◆ **TEXT TO READ**:

□ □ □ □ □

### Extracting additional labels from text

This notebook explores the first place Kaggle Submission's algorithm
for extracting labels that we're not included in the training set.

[notebook here](https://github.com/Coleridge-Initiative/rc-kaggle-models/blob/main/1st%20ZALO%20FTW/notebooks/get_candidate_labels.ipynb)

The first place submission uses discovered labels for validation only
and not for training. The code is an adaptation from the notebooks.

In [7]:
import json
from typing import List

import pandas as pd
from unidecode import unidecode

In [2]:
kaggle_labels = pd.read_csv("../data/kaggle/train.csv")
kaggle_labels.head(2)

Unnamed: 0,Id,pub_title,dataset_title,dataset_label,cleaned_label
0,d0fa7568-7d8e-4db9-870f-f9c6f668c17b,The Impact of Dual Enrollment on College Degre...,National Education Longitudinal Study,National Education Longitudinal Study,national education longitudinal study
1,2f26f645-3dec-485d-b68d-f013c9e05e60,Educational Attainment of High School Dropouts...,National Education Longitudinal Study,National Education Longitudinal Study,national education longitudinal study


In [3]:
aggregated_labels = pd.DataFrame({"id": kaggle_labels["Id"].unique()})

□ □ □ □ □

◆ **STATED EXERCISE**:
Revise the text on extracting additional labels, starting with "The first place submission" and going on through "kaggle_labels.head(2)", so that "testing" stands in place of "validation".

□ □ □ □ □

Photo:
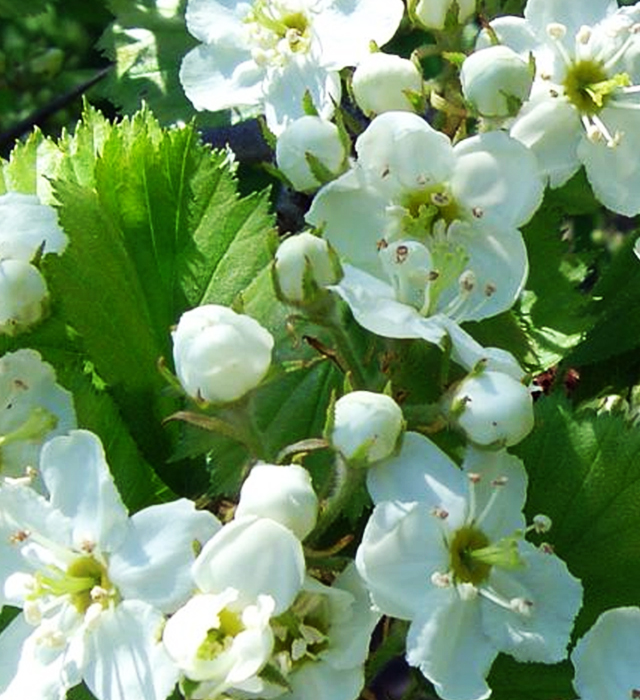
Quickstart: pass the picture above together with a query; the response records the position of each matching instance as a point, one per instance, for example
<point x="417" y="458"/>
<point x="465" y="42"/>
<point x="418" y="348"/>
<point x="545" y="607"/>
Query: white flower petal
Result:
<point x="402" y="546"/>
<point x="347" y="29"/>
<point x="254" y="556"/>
<point x="543" y="633"/>
<point x="614" y="173"/>
<point x="220" y="77"/>
<point x="447" y="644"/>
<point x="551" y="128"/>
<point x="77" y="477"/>
<point x="606" y="658"/>
<point x="420" y="472"/>
<point x="153" y="564"/>
<point x="125" y="655"/>
<point x="498" y="175"/>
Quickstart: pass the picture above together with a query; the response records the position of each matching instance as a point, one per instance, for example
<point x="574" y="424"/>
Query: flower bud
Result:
<point x="310" y="152"/>
<point x="23" y="296"/>
<point x="496" y="81"/>
<point x="381" y="83"/>
<point x="220" y="355"/>
<point x="492" y="408"/>
<point x="304" y="263"/>
<point x="433" y="13"/>
<point x="282" y="493"/>
<point x="367" y="426"/>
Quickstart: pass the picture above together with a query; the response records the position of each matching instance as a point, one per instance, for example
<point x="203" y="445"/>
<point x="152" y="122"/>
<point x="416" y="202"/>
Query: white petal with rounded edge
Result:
<point x="76" y="474"/>
<point x="447" y="644"/>
<point x="505" y="516"/>
<point x="421" y="471"/>
<point x="606" y="658"/>
<point x="153" y="564"/>
<point x="217" y="20"/>
<point x="32" y="671"/>
<point x="402" y="546"/>
<point x="255" y="556"/>
<point x="542" y="634"/>
<point x="499" y="175"/>
<point x="552" y="130"/>
<point x="614" y="173"/>
<point x="220" y="77"/>
<point x="125" y="655"/>
<point x="346" y="29"/>
<point x="572" y="13"/>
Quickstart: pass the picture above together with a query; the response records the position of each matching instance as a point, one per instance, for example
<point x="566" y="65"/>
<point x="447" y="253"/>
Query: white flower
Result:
<point x="584" y="106"/>
<point x="33" y="408"/>
<point x="496" y="81"/>
<point x="433" y="13"/>
<point x="23" y="296"/>
<point x="491" y="408"/>
<point x="305" y="139"/>
<point x="93" y="583"/>
<point x="220" y="355"/>
<point x="323" y="640"/>
<point x="366" y="426"/>
<point x="381" y="83"/>
<point x="303" y="264"/>
<point x="607" y="658"/>
<point x="268" y="53"/>
<point x="428" y="231"/>
<point x="218" y="645"/>
<point x="283" y="493"/>
<point x="445" y="549"/>
<point x="26" y="225"/>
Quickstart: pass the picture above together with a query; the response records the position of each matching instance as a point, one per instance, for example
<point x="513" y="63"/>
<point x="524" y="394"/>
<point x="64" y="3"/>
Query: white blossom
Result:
<point x="94" y="584"/>
<point x="584" y="107"/>
<point x="367" y="426"/>
<point x="305" y="139"/>
<point x="220" y="355"/>
<point x="269" y="53"/>
<point x="445" y="549"/>
<point x="607" y="658"/>
<point x="381" y="83"/>
<point x="33" y="409"/>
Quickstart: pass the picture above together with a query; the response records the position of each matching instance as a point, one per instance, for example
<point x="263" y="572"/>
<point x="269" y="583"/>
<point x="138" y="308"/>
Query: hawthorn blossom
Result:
<point x="33" y="409"/>
<point x="607" y="658"/>
<point x="445" y="549"/>
<point x="94" y="584"/>
<point x="428" y="232"/>
<point x="584" y="107"/>
<point x="269" y="53"/>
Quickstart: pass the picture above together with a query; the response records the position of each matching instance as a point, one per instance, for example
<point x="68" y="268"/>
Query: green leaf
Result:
<point x="617" y="299"/>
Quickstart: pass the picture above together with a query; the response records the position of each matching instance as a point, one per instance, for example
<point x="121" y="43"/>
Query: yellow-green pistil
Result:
<point x="83" y="576"/>
<point x="588" y="87"/>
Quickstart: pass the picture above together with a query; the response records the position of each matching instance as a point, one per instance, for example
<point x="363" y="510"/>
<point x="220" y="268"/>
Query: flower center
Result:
<point x="277" y="30"/>
<point x="85" y="582"/>
<point x="588" y="88"/>
<point x="466" y="567"/>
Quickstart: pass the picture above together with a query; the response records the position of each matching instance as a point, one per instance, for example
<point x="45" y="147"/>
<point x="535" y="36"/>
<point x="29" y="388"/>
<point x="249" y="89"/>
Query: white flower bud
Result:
<point x="220" y="355"/>
<point x="496" y="81"/>
<point x="380" y="83"/>
<point x="26" y="225"/>
<point x="367" y="426"/>
<point x="433" y="13"/>
<point x="302" y="264"/>
<point x="304" y="141"/>
<point x="23" y="296"/>
<point x="282" y="493"/>
<point x="492" y="408"/>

□ □ □ □ □

◆ **THE ANSWER**:
The first place submission uses discovered labels for testing only
and not for training. The code is an adaptation from the notebooks.

In [7]:
import json
from typing import List

import pandas as pd
from unidecode import unidecode

In [2]:
kaggle_labels = pd.read_csv("../data/kaggle/train.csv")
kaggle_labels.head(2)